Exercise prompt
Rewrite the data below, from the line containing "[locate] tree (give" through the end, so that "tree" becomes "oak tree" and nothing else changes. Give only those lines.
################
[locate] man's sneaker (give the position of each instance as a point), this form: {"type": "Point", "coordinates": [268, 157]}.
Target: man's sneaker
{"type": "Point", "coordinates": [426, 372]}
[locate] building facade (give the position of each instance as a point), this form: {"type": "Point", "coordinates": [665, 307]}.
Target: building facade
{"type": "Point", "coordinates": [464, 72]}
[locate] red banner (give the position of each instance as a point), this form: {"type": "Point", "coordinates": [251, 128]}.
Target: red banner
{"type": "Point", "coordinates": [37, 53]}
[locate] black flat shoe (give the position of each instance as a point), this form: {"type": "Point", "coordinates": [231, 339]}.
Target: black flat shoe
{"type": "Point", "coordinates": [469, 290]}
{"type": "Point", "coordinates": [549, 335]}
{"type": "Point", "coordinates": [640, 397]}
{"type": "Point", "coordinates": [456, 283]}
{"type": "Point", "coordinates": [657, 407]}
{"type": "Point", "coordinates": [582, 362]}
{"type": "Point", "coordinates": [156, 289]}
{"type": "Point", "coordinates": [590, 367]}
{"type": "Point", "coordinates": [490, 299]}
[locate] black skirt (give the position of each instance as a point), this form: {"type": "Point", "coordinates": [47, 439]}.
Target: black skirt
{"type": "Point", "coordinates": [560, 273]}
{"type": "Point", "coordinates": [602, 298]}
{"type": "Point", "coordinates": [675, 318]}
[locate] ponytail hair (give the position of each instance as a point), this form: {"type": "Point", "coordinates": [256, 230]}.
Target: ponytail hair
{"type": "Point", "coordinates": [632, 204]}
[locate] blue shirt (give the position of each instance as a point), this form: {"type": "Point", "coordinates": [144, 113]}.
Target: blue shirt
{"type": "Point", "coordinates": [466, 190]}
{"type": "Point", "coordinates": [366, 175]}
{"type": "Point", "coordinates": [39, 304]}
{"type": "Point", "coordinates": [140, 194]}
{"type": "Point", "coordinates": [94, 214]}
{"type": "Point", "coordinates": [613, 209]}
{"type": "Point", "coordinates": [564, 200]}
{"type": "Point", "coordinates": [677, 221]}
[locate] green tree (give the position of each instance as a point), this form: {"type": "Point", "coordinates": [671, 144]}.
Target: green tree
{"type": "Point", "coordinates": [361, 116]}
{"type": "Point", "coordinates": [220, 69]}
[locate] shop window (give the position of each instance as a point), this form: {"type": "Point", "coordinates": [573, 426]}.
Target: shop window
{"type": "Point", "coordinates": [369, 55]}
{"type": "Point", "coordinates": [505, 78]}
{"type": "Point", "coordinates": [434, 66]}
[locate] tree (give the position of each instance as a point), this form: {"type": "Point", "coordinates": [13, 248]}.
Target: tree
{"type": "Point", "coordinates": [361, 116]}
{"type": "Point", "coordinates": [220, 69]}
################
The result
[locate] oak tree (give the position of each instance as a point), this form: {"type": "Point", "coordinates": [13, 248]}.
Target: oak tree
{"type": "Point", "coordinates": [361, 116]}
{"type": "Point", "coordinates": [220, 69]}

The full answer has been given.